Reading text:
#####
# MLflow Diabetes regression- tracking example for Rahti

This notebook quickly demonstrates how to use MLflow application run in CSC Rahti container cloud to track machine learning training metrics.

After you have set up your MLflow application to Rahti, you can use this notebook to test it. First set up environment variables needed to connect Tracking server. After that, run all python codes and go check results in your Tracking server web ui. 

The model uses scikit-learns Random Forest Regressor. More information here: https://scikit-learn.org/stable/modules/generated/sklearn.ensemble.RandomForestRegressor.html

For more information see original tutorial and other documents here: https://mlflow.org/docs/latest/quickstart.html


---

## Step 1: set up variables 
For Conda based environment, fill the variables and run the cell below once:

In [None]:
!conda env config vars set MLFLOW_TRACKING_URI=https://<YOUR_APP_NAME>.rahtiapp.fi
!conda env config vars set MLFLOW_TRACKING_USERNAME=your_username
!conda env config vars set MLFLOW_TRACKING_PASSWORD=your_password

!conda env config vars set MLFLOW_S3_ENDPOINT_URL=https://<YOUR_APP_NAME>-minio.rahtiapp.fi
!conda env config vars set AWS_ACCESS_KEY_ID=your_generated_access_key
!conda env config vars set AWS_SECRET_ACCESS_KEY=your_generated_secret_key

To make your changes take effect please reactivate your Conda environment. After that you can check everything is as it should with command:

In [None]:
!conda env config vars list

## Step 2: import libraries
This step requires that you have the packages installed in your environment before importing.
#####
Goal:
Can you resume the MLflow tracking notebook above, picking up right after its last sentence?
#####
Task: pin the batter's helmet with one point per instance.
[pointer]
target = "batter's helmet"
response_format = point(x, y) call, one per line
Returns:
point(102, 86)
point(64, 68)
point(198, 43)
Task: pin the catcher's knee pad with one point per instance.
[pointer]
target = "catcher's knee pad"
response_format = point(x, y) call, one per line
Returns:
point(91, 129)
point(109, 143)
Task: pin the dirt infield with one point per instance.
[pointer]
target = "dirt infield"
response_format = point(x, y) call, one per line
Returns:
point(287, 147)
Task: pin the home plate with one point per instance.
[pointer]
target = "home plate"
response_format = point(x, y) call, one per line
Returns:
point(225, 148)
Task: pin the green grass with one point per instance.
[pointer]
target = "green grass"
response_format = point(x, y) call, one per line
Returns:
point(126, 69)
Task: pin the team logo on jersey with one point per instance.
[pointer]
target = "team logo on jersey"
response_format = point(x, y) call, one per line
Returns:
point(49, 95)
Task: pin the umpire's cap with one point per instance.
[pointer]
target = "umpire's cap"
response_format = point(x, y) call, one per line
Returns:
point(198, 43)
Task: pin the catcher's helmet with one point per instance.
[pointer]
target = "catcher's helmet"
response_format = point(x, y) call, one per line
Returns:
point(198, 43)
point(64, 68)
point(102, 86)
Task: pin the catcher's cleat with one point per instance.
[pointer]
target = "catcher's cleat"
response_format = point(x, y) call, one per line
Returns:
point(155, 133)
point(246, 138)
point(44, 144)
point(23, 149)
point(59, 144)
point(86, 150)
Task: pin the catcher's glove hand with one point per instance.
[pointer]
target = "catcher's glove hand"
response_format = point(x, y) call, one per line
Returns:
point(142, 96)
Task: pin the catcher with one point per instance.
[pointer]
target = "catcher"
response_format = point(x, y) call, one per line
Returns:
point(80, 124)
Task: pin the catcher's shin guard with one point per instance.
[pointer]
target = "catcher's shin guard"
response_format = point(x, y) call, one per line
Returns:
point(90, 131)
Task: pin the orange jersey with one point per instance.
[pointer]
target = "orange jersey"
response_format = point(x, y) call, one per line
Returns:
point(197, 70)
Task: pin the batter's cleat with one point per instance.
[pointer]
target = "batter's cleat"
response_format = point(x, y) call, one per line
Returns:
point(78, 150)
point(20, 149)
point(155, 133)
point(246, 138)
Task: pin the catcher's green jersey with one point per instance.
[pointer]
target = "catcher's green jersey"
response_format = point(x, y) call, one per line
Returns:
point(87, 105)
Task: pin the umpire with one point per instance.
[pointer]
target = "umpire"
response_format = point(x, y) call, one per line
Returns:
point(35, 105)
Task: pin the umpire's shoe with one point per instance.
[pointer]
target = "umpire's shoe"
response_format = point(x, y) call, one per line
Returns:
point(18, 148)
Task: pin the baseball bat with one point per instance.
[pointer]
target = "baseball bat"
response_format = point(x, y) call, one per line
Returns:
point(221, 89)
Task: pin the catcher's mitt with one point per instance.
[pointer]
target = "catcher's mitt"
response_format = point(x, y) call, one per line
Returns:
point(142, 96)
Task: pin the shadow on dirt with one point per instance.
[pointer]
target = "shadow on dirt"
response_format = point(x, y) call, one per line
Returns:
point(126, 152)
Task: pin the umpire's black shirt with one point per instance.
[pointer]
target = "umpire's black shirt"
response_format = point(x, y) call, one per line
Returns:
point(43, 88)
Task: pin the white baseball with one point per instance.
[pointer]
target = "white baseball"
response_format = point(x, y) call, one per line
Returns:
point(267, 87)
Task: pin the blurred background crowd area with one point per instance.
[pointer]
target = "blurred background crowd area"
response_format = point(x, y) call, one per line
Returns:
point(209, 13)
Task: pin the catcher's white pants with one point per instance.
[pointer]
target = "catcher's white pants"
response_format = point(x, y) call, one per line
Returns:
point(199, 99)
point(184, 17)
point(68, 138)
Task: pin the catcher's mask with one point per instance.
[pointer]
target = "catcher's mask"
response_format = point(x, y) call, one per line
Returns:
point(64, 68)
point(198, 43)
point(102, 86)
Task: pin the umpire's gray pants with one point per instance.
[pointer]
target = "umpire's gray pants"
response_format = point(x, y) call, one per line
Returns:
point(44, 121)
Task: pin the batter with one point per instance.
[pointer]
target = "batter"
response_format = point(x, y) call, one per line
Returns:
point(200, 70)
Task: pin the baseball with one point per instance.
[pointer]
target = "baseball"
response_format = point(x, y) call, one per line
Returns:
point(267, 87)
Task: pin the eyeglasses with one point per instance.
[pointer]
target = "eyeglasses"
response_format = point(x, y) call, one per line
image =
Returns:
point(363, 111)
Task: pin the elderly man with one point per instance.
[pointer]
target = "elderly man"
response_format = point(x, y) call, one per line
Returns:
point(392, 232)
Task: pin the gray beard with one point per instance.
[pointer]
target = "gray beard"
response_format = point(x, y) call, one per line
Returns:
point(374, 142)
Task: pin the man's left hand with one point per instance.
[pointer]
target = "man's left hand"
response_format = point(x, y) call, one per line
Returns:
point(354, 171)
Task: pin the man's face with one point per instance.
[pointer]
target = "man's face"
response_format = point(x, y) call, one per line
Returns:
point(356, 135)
#####
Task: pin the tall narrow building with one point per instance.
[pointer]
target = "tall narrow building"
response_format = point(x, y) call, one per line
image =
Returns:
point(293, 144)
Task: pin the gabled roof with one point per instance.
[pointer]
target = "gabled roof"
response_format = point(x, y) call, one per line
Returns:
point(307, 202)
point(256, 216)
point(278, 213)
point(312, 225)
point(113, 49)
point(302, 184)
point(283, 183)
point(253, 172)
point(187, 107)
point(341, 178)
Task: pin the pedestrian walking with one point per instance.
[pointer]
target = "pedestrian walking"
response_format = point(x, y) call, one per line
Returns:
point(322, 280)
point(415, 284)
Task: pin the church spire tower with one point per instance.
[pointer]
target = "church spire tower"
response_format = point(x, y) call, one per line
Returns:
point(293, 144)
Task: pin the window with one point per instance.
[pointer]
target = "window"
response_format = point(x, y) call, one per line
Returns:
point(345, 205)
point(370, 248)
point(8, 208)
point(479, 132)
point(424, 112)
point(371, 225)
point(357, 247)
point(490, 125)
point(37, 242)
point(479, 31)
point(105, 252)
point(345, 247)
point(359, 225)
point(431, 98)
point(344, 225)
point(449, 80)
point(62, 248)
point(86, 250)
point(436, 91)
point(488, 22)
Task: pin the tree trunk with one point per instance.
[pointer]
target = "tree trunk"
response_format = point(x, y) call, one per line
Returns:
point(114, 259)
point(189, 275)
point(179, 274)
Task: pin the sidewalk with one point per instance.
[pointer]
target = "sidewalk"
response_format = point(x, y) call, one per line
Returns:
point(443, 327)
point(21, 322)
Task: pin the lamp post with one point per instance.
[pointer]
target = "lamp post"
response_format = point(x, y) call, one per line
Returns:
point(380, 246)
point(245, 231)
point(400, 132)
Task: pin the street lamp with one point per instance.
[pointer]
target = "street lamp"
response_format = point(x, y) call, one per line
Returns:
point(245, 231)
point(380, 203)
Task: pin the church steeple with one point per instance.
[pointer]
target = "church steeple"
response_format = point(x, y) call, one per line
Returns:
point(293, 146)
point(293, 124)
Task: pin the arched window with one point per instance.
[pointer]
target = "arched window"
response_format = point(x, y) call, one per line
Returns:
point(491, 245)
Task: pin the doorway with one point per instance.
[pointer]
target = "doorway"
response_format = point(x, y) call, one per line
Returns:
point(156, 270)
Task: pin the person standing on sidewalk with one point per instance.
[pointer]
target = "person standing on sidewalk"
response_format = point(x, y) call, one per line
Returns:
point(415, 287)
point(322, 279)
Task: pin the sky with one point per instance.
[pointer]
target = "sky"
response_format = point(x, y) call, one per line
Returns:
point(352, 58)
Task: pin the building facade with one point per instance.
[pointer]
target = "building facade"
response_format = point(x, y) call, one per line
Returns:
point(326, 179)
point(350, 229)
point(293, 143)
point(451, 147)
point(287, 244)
#####
Reply:
In [None]:
import mlflow
import boto3

from sklearn.model_selection import train_test_split
from sklearn.datasets import load_diabetes
from sklearn.ensemble import RandomForestRegressor

## Step 3: run the model and store results to MLflow

In [None]:
# Create new experiment, under which the runs are saved for 
experiment_id = mlflow.set_experiment('diabetes_dataset')
print(experiment_id)

In [None]:
with mlflow.start_run():

    # Load and split data 
    db = load_diabetes()
    X_train, X_test, y_train, y_test = train_test_split(db.data, db.target)
    
    # Set the parameters, change to see different results
    n_estimators = 100
    max_depth = 6
    max_features = 3
    
    # Create and train model
    rf = RandomForestRegressor(n_estimators=n_estimators, max_depth=max_depth, max_features=max_features)
    rf.fit(X_train, y_train)
    
    # Use the model to make predictions on the test dataset
    predictions = rf.predict(X_test)
    print(predictions)
    
    mlflow.sklearn.log_model(rf, "diabetes-model")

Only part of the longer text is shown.